Collect every line of the source records that contains the string "cliff". Case counts.

-------- WORKING DATA --------

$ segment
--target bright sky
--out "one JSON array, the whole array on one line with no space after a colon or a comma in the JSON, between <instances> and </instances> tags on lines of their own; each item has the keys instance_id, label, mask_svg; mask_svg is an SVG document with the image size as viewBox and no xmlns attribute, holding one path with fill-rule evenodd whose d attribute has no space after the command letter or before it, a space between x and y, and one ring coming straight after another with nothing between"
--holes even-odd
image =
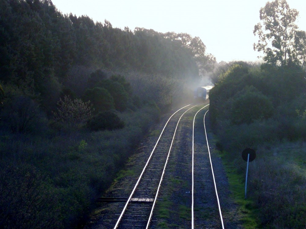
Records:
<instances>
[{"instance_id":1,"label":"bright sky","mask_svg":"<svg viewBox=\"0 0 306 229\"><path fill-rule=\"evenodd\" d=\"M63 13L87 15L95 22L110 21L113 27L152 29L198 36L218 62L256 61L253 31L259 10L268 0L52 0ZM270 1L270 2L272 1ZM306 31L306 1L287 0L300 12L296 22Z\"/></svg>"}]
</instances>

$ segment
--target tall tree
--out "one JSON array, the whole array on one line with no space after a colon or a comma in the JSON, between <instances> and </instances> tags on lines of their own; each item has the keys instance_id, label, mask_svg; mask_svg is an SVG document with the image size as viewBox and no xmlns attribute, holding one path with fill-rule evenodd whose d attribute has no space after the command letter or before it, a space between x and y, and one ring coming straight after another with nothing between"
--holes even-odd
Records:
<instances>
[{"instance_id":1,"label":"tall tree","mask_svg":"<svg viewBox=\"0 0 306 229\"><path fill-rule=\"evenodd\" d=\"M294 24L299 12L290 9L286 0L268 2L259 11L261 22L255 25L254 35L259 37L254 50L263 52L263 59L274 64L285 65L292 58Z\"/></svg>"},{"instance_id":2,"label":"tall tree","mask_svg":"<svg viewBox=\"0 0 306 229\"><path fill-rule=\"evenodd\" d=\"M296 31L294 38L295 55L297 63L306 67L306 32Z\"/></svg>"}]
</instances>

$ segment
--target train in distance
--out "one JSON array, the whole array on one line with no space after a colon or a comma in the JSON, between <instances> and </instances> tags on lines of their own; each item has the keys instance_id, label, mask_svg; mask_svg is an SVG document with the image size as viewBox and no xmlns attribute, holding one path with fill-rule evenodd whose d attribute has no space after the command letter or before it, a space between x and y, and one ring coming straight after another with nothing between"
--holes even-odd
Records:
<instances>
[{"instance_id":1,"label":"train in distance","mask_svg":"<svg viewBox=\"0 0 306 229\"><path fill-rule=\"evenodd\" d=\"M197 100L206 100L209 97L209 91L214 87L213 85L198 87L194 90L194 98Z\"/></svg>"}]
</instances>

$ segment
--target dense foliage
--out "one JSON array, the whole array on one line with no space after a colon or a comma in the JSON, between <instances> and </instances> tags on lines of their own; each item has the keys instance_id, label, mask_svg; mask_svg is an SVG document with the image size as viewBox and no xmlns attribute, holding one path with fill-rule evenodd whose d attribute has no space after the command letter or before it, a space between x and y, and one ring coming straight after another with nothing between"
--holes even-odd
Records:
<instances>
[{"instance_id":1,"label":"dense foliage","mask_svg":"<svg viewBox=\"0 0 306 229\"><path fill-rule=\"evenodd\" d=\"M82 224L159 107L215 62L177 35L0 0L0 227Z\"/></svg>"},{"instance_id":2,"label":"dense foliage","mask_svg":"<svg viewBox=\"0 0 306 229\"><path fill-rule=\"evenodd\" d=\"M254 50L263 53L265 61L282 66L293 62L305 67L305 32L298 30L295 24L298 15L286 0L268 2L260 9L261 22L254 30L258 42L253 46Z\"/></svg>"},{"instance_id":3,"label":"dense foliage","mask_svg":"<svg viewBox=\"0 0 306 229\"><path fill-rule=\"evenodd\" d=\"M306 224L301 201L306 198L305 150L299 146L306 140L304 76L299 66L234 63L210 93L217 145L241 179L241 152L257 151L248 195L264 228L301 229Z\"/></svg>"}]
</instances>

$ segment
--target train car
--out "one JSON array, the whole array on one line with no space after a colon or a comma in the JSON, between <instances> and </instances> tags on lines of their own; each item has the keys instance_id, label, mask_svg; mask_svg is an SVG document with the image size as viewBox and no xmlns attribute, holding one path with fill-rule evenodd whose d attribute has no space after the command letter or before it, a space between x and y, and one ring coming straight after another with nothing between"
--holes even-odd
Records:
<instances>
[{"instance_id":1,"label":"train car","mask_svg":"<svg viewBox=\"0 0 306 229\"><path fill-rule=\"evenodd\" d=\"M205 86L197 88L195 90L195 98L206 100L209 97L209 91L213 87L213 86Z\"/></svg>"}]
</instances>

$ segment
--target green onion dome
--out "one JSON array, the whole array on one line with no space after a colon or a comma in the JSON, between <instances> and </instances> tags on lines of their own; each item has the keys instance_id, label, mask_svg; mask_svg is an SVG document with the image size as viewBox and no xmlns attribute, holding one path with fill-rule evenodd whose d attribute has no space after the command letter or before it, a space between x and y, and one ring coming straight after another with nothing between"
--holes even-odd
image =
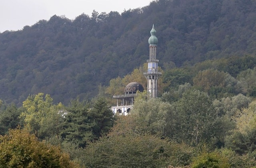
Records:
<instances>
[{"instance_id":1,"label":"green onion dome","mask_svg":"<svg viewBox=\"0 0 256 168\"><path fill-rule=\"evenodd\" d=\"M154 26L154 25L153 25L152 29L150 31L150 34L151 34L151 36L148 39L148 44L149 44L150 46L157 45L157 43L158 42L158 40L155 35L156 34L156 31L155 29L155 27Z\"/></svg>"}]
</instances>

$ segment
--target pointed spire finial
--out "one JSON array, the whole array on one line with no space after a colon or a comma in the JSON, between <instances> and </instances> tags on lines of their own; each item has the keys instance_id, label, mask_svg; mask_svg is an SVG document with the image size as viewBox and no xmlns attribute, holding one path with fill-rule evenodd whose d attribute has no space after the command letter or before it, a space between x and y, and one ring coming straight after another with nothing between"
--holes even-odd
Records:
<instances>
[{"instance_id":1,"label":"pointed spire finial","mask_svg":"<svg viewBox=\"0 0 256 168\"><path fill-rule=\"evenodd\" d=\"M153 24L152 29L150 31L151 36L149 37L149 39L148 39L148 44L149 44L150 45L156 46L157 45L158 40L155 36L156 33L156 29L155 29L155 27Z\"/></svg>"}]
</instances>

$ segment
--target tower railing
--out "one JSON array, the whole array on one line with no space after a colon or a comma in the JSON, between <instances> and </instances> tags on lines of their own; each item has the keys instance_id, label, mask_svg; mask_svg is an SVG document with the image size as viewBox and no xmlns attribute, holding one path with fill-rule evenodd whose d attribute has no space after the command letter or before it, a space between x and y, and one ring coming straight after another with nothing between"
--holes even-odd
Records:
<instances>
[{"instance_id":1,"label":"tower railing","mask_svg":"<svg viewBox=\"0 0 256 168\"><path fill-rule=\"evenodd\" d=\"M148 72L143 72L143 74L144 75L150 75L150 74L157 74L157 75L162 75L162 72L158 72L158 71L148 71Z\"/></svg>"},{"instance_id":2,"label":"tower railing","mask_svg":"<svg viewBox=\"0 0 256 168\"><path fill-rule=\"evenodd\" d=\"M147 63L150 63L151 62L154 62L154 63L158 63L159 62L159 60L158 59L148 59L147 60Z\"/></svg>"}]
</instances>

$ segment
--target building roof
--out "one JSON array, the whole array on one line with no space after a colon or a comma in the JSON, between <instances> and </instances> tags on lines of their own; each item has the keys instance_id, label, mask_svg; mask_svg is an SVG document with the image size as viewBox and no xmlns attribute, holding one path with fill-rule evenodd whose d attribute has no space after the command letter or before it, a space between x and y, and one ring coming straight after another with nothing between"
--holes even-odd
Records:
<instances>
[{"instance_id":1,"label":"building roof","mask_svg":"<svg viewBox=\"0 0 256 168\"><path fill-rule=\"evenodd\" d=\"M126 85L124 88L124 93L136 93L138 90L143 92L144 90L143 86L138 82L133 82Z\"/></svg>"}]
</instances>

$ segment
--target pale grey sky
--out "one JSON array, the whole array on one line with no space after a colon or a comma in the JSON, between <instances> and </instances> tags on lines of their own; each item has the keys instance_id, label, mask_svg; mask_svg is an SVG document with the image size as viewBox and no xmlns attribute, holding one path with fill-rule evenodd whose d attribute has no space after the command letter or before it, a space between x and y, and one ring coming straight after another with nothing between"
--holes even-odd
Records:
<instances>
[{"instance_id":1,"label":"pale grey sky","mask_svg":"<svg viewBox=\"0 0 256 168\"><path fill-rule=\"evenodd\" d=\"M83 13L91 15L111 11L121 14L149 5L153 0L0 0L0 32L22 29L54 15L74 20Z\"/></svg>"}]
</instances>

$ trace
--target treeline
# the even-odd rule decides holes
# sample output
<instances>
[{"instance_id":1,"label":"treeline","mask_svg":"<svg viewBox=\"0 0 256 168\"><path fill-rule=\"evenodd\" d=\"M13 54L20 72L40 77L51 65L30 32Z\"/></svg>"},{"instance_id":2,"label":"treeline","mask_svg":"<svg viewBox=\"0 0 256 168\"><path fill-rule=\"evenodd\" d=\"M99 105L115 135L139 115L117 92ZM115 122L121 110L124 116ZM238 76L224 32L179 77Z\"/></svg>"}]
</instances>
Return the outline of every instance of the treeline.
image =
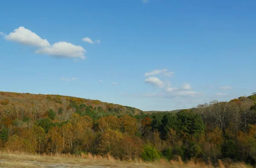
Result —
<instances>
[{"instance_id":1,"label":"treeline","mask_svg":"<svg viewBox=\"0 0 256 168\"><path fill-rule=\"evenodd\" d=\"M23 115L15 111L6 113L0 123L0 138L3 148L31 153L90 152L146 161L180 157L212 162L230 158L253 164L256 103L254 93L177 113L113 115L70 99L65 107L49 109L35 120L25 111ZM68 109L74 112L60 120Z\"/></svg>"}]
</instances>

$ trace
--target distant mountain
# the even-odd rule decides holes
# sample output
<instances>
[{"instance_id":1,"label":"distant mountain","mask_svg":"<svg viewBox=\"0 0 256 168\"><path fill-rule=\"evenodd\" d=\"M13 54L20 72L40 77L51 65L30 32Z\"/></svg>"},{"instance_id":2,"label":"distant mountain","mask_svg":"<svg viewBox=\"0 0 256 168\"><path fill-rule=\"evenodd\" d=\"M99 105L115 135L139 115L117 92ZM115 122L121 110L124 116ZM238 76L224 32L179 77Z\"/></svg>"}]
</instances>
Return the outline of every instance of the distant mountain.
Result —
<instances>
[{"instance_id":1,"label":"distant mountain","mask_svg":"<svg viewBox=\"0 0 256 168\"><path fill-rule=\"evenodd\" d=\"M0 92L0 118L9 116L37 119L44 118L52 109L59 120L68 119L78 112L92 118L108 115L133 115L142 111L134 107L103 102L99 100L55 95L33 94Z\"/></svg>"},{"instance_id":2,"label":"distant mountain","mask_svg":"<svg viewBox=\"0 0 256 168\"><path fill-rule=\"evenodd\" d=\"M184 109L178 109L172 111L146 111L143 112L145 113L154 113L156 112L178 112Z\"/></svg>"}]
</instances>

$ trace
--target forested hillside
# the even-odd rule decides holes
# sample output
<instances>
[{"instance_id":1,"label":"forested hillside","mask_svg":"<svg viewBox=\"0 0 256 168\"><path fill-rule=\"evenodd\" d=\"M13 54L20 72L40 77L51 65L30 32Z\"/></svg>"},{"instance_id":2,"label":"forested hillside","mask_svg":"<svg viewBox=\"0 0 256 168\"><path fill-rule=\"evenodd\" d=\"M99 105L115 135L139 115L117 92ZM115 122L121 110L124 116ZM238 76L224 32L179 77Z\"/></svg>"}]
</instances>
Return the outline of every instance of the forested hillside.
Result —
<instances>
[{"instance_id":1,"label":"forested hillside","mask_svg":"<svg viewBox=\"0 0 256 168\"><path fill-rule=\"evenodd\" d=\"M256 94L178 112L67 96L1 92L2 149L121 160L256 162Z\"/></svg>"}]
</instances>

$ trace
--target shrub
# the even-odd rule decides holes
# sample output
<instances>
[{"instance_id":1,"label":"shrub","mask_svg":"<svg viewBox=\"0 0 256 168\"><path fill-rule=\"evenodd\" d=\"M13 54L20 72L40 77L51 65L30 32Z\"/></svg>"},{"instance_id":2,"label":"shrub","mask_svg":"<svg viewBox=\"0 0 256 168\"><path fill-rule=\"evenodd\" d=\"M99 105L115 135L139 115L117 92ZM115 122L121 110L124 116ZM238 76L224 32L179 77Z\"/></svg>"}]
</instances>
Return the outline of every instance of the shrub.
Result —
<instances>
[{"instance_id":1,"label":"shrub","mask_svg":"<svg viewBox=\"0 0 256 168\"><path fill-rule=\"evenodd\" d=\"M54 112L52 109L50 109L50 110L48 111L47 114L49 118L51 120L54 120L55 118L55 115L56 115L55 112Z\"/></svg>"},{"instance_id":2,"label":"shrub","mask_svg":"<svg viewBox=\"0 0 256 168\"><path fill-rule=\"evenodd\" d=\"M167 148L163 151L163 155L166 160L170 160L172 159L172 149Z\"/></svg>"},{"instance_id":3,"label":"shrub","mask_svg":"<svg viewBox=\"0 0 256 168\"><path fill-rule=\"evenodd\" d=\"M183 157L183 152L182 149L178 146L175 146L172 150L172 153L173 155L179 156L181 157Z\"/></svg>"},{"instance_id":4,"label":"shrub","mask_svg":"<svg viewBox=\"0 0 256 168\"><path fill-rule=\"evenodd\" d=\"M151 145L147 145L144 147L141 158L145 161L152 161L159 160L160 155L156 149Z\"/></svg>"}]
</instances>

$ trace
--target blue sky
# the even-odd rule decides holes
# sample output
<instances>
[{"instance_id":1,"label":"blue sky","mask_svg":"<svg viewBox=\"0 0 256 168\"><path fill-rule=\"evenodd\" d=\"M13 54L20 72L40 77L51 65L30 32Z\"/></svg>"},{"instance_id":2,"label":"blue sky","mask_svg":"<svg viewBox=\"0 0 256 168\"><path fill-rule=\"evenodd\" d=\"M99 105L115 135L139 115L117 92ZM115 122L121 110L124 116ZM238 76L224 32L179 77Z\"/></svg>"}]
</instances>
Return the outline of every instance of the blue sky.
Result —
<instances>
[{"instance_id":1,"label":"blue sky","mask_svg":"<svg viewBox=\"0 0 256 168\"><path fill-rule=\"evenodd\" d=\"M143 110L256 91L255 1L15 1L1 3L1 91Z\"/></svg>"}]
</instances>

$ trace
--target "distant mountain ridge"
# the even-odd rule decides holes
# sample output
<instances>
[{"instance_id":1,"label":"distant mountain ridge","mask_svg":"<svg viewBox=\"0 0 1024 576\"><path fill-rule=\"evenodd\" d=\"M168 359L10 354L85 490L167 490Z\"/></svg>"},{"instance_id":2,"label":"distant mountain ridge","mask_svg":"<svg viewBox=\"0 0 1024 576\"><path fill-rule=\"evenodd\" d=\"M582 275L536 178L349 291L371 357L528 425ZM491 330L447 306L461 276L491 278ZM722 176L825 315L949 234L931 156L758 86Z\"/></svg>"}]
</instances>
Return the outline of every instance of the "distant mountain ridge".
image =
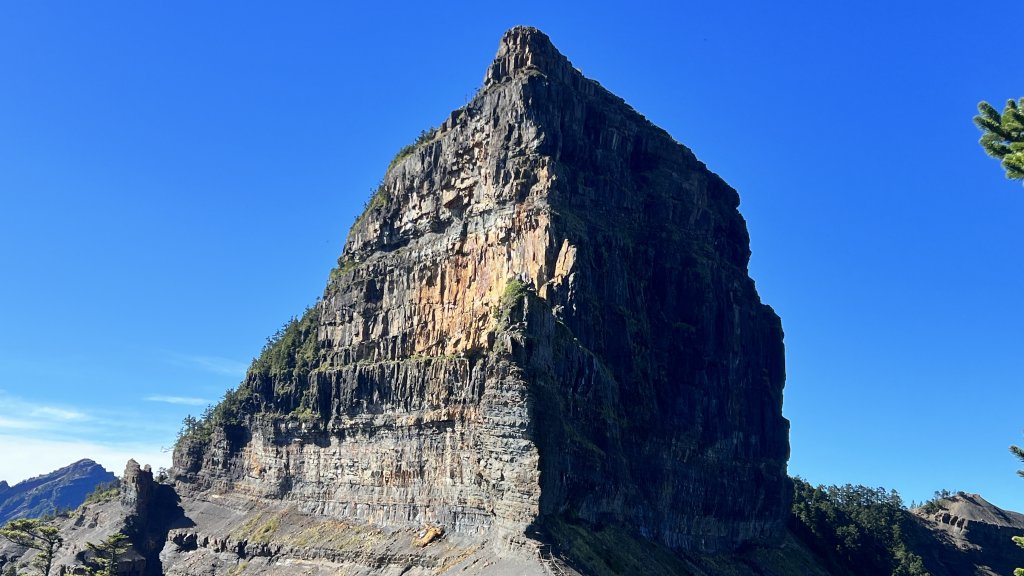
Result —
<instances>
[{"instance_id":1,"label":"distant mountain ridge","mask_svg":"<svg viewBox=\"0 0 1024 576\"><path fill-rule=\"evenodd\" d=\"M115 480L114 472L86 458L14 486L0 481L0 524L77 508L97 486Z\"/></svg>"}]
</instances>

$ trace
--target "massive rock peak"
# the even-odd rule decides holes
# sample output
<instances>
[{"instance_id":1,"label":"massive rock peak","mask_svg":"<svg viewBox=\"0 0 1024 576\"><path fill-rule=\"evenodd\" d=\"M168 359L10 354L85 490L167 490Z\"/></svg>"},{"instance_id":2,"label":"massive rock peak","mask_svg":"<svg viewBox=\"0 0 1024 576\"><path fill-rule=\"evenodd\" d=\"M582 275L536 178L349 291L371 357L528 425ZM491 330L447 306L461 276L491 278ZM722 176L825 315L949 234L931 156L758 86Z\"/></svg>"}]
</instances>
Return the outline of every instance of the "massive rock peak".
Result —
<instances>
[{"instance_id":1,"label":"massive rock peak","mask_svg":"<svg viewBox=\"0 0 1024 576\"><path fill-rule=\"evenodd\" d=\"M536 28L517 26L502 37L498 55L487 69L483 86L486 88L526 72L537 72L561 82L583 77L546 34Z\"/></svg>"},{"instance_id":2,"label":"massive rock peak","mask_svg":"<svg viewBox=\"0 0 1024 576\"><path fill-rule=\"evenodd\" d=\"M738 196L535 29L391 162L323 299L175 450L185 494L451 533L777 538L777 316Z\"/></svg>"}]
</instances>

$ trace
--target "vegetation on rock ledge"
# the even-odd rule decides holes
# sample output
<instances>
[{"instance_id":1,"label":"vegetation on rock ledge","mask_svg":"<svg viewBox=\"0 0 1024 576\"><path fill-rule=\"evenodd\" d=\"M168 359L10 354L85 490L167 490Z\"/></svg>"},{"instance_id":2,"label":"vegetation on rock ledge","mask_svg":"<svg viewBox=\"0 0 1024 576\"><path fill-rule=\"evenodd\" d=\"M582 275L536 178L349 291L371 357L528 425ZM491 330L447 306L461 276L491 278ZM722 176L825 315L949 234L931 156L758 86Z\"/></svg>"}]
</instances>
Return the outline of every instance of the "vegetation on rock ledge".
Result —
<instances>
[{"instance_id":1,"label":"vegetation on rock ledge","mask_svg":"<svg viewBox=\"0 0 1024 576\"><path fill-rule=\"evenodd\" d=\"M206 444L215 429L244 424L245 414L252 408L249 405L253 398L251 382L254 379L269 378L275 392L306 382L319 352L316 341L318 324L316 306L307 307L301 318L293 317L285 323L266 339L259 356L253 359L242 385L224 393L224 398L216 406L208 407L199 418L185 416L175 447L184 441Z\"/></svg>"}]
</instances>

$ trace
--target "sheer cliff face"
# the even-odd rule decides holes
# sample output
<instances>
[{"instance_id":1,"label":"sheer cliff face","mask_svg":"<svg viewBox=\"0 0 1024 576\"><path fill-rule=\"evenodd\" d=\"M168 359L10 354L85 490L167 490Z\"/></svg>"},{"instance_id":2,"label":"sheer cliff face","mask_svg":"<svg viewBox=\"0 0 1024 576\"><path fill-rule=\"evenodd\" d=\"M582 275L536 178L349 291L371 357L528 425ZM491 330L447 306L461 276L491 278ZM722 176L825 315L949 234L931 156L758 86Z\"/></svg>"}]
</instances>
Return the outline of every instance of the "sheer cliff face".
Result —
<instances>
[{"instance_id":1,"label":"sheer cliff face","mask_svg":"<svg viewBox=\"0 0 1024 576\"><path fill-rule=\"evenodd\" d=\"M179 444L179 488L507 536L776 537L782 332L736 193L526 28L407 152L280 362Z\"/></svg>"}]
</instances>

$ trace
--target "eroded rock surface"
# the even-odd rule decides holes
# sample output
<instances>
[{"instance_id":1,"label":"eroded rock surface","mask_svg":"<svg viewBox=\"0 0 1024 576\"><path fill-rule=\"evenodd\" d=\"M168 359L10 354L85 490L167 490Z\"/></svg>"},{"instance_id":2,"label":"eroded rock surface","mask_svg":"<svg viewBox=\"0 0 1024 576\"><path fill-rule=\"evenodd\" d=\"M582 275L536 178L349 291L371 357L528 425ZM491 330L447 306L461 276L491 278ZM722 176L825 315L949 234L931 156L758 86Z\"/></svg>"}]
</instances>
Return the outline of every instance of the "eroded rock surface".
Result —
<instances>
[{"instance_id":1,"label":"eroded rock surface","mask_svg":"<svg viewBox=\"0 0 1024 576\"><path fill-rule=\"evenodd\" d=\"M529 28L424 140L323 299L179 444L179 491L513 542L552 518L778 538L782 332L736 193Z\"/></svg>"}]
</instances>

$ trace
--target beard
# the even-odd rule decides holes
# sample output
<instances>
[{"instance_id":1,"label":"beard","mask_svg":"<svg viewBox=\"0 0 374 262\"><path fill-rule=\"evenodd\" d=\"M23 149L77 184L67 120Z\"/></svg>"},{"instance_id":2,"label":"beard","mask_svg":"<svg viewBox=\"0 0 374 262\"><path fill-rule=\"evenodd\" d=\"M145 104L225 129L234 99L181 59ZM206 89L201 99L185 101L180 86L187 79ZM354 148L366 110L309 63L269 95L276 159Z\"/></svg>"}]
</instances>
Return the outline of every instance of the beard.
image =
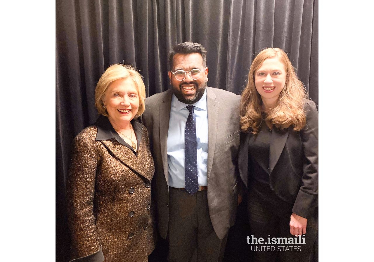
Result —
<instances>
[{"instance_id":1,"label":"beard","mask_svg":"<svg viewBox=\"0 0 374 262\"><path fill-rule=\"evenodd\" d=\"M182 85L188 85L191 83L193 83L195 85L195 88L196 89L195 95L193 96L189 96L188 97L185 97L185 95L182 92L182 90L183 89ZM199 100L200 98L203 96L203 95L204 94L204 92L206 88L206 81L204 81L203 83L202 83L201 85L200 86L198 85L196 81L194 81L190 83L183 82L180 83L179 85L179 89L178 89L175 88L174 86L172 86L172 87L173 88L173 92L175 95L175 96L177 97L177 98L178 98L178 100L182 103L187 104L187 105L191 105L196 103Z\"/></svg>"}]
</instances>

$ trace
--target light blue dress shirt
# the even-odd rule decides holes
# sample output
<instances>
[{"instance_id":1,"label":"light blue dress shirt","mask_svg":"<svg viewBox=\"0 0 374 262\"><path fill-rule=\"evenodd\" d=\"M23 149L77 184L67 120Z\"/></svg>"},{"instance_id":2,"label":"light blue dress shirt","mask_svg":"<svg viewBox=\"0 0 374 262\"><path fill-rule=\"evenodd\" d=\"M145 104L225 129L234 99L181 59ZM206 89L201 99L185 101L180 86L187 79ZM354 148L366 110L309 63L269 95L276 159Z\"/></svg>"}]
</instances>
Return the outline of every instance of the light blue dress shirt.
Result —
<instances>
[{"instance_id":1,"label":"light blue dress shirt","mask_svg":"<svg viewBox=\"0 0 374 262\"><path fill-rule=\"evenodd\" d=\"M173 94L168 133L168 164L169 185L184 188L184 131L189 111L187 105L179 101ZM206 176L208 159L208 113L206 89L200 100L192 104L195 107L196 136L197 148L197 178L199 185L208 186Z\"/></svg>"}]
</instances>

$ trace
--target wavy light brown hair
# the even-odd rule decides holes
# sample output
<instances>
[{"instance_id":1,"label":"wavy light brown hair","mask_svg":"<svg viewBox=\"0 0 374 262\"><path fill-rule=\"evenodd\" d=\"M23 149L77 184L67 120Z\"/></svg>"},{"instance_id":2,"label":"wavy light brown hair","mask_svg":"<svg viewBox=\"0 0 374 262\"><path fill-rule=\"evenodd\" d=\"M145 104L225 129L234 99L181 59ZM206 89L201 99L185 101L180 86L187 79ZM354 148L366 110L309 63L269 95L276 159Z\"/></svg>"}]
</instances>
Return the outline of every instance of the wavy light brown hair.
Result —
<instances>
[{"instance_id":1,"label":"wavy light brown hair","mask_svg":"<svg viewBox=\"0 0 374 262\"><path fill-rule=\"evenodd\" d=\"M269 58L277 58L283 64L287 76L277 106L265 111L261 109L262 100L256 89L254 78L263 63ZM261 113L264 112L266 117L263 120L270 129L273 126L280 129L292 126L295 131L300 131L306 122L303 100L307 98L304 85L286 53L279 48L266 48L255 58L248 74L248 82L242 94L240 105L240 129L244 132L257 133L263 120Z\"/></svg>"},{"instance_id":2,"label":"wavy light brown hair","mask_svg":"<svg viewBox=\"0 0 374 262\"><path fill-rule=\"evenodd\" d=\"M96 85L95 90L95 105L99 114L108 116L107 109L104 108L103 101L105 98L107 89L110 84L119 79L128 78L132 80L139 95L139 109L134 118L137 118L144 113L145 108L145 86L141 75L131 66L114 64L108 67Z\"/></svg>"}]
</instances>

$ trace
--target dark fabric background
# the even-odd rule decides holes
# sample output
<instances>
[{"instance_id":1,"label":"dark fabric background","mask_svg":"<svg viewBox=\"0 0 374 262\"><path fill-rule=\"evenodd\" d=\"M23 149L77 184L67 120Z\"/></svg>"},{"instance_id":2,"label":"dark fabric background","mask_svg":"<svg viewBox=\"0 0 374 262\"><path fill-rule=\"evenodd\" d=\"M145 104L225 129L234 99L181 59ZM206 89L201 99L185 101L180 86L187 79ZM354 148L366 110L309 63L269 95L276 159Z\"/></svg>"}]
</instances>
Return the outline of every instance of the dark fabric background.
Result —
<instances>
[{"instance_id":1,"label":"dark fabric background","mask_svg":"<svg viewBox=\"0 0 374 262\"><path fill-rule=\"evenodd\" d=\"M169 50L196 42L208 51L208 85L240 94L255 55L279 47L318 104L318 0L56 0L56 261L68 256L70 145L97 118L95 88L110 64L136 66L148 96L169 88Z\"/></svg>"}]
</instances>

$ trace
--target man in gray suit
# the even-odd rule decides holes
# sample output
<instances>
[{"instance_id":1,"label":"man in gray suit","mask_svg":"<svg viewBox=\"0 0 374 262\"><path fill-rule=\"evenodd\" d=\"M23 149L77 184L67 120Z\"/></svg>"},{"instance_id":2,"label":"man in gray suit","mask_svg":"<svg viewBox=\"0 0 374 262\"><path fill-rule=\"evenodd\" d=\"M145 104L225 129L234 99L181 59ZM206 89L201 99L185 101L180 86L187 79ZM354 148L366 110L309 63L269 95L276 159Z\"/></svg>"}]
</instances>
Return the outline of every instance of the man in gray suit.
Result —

--------

* _CORRECT RESULT_:
--target "sheer cliff face"
[{"instance_id":1,"label":"sheer cliff face","mask_svg":"<svg viewBox=\"0 0 1024 576\"><path fill-rule=\"evenodd\" d=\"M168 359L10 354L85 490L167 490Z\"/></svg>"},{"instance_id":2,"label":"sheer cliff face","mask_svg":"<svg viewBox=\"0 0 1024 576\"><path fill-rule=\"evenodd\" d=\"M582 275L536 178L349 291L371 357L528 425ZM491 330L447 306L461 276L491 278ZM722 176L825 315L949 234L931 156L758 86Z\"/></svg>"}]
Return the outline of every instance of the "sheer cliff face".
[{"instance_id":1,"label":"sheer cliff face","mask_svg":"<svg viewBox=\"0 0 1024 576\"><path fill-rule=\"evenodd\" d=\"M179 444L179 488L507 536L776 537L782 332L736 193L526 28L407 152L280 362Z\"/></svg>"}]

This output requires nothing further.